Please write out, word for word, the lines below, starting at the line containing "938, row 286." and ending at the line containing "column 19, row 649", with both of those lines included.

— Begin —

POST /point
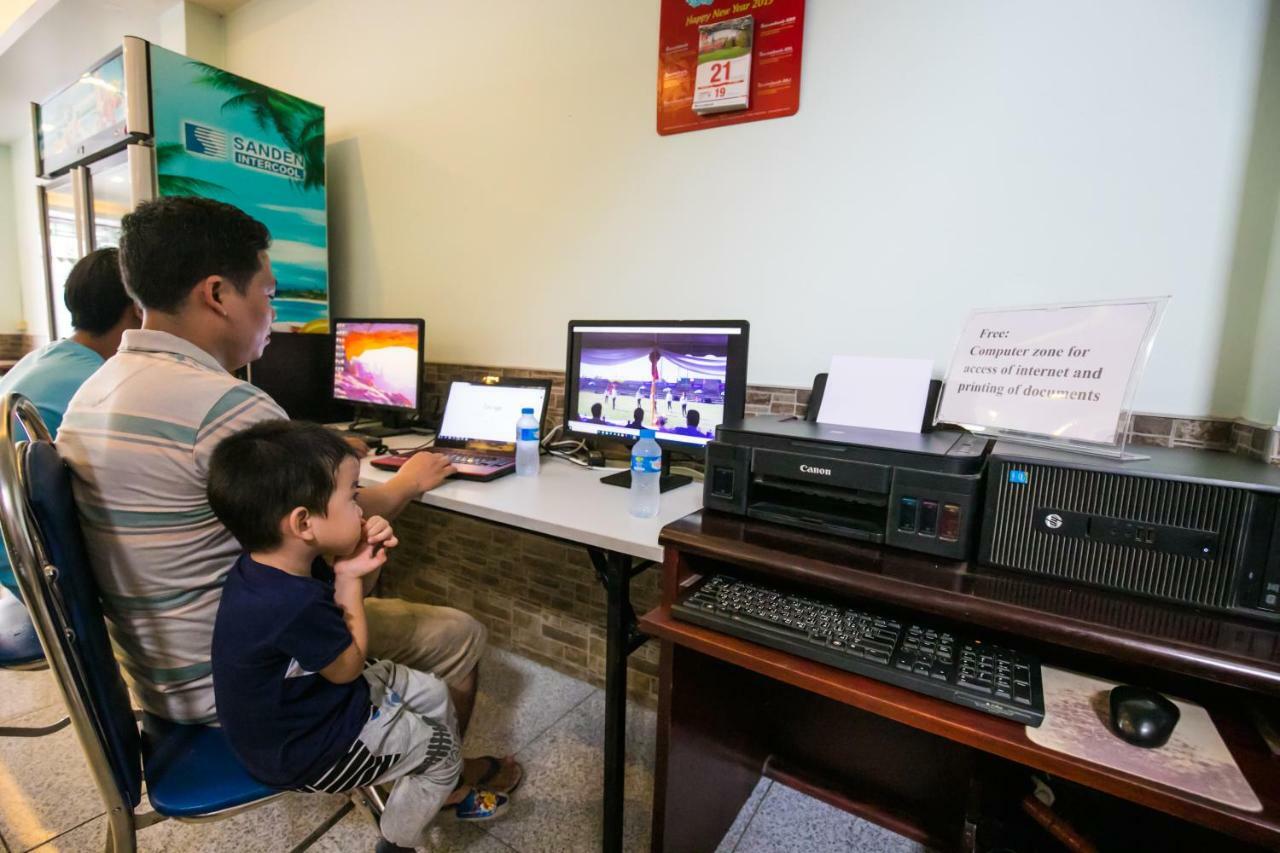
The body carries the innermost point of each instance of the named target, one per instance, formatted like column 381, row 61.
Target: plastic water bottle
column 526, row 443
column 645, row 474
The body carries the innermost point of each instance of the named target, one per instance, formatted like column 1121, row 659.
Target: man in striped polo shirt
column 138, row 436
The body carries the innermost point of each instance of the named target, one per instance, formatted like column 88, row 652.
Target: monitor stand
column 666, row 482
column 393, row 423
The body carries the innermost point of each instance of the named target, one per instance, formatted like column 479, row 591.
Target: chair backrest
column 49, row 557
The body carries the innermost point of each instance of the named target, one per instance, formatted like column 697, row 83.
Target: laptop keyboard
column 470, row 459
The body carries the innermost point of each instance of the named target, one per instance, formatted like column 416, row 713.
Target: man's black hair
column 95, row 292
column 170, row 243
column 259, row 475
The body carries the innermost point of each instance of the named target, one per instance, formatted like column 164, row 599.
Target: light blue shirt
column 49, row 378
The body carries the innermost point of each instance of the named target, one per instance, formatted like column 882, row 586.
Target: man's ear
column 297, row 524
column 211, row 291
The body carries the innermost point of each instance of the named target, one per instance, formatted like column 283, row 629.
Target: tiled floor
column 553, row 723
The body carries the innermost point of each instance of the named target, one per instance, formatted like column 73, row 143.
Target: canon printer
column 917, row 491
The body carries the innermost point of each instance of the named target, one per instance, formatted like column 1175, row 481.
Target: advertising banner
column 225, row 137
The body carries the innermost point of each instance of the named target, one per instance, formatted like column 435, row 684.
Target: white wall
column 494, row 168
column 10, row 308
column 1262, row 404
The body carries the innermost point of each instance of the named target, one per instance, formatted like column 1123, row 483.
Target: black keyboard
column 906, row 653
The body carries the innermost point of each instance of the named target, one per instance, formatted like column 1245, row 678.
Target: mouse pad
column 1194, row 760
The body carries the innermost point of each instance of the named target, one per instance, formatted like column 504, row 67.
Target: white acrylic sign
column 1065, row 373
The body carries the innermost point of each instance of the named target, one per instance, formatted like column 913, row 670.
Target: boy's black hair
column 95, row 293
column 170, row 243
column 259, row 475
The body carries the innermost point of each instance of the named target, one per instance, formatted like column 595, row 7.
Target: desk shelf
column 1000, row 737
column 1129, row 630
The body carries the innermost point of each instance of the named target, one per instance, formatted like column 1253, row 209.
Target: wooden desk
column 731, row 710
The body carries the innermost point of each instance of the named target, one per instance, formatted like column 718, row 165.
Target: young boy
column 293, row 694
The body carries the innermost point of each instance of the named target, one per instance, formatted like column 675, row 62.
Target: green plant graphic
column 300, row 123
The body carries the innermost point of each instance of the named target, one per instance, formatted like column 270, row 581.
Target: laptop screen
column 476, row 413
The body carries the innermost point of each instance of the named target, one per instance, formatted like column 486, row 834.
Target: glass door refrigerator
column 145, row 122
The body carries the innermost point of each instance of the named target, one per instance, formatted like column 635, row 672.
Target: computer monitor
column 680, row 378
column 378, row 365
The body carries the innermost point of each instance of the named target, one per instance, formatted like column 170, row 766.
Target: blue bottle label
column 647, row 464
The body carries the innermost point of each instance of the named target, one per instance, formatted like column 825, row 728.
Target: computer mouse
column 1142, row 716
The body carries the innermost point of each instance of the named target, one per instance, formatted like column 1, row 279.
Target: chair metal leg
column 324, row 828
column 120, row 833
column 33, row 731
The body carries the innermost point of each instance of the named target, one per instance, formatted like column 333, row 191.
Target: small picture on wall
column 723, row 80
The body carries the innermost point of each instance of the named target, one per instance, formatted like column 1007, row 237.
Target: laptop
column 478, row 432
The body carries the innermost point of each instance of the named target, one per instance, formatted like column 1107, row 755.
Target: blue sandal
column 480, row 804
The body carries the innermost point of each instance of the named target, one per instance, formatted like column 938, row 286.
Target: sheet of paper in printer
column 877, row 393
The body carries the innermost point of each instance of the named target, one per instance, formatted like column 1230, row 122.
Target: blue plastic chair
column 188, row 770
column 19, row 649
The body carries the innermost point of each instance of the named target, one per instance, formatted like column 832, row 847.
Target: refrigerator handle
column 137, row 86
column 82, row 197
column 142, row 173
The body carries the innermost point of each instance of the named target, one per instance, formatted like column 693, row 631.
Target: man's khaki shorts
column 424, row 637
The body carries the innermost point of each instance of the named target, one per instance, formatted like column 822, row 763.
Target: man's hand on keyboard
column 426, row 470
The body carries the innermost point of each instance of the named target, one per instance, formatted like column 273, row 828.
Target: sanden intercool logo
column 251, row 154
column 205, row 141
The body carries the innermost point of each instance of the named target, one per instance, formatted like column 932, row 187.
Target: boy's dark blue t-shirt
column 274, row 633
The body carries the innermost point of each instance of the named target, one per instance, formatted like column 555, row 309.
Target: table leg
column 622, row 637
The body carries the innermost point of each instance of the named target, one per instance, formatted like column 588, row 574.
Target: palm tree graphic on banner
column 300, row 123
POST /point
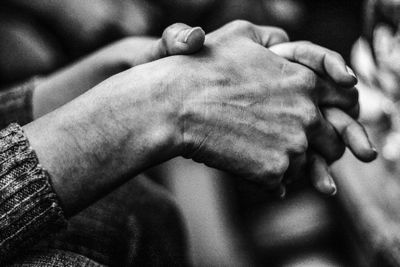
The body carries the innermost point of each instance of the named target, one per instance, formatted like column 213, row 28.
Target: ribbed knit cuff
column 29, row 209
column 16, row 104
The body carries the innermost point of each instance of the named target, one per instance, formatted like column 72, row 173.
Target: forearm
column 109, row 134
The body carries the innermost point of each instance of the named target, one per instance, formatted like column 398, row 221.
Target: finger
column 331, row 95
column 352, row 133
column 354, row 112
column 296, row 169
column 320, row 176
column 324, row 139
column 180, row 39
column 268, row 36
column 321, row 60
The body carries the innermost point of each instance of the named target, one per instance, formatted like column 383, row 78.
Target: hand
column 235, row 106
column 330, row 65
column 65, row 85
column 247, row 111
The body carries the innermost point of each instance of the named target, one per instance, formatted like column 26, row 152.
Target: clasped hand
column 248, row 111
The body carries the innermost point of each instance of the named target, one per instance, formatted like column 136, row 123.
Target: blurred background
column 228, row 227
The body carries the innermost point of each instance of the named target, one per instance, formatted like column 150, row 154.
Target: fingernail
column 373, row 148
column 351, row 72
column 185, row 34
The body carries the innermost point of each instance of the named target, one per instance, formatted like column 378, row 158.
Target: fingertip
column 321, row 177
column 339, row 72
column 180, row 38
column 194, row 39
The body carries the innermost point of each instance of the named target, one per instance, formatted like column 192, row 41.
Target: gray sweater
column 137, row 224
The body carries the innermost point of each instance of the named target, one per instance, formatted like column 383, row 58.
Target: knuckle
column 307, row 79
column 278, row 166
column 280, row 33
column 335, row 54
column 337, row 152
column 353, row 96
column 311, row 115
column 299, row 143
column 241, row 25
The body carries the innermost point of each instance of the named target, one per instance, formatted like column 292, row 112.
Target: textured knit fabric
column 28, row 207
column 16, row 104
column 138, row 224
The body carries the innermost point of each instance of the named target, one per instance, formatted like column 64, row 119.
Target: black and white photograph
column 200, row 133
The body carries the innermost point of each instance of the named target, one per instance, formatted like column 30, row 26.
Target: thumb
column 180, row 39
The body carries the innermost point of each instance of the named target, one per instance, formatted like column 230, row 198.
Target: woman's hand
column 235, row 106
column 255, row 114
column 330, row 65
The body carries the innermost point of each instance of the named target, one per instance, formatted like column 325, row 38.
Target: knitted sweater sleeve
column 16, row 104
column 29, row 209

— End —

◆ RESULT OF THE EXERCISE
The body carries the innermost point of each instance of the named target, one per instance, formatted like column 938, row 286.
Target: sheet of paper in printer
column 877, row 393
The body carries the innermost point of each instance of the named target, one per instance, formatted like column 1230, row 122.
Target: blue plastic chair
column 188, row 770
column 19, row 649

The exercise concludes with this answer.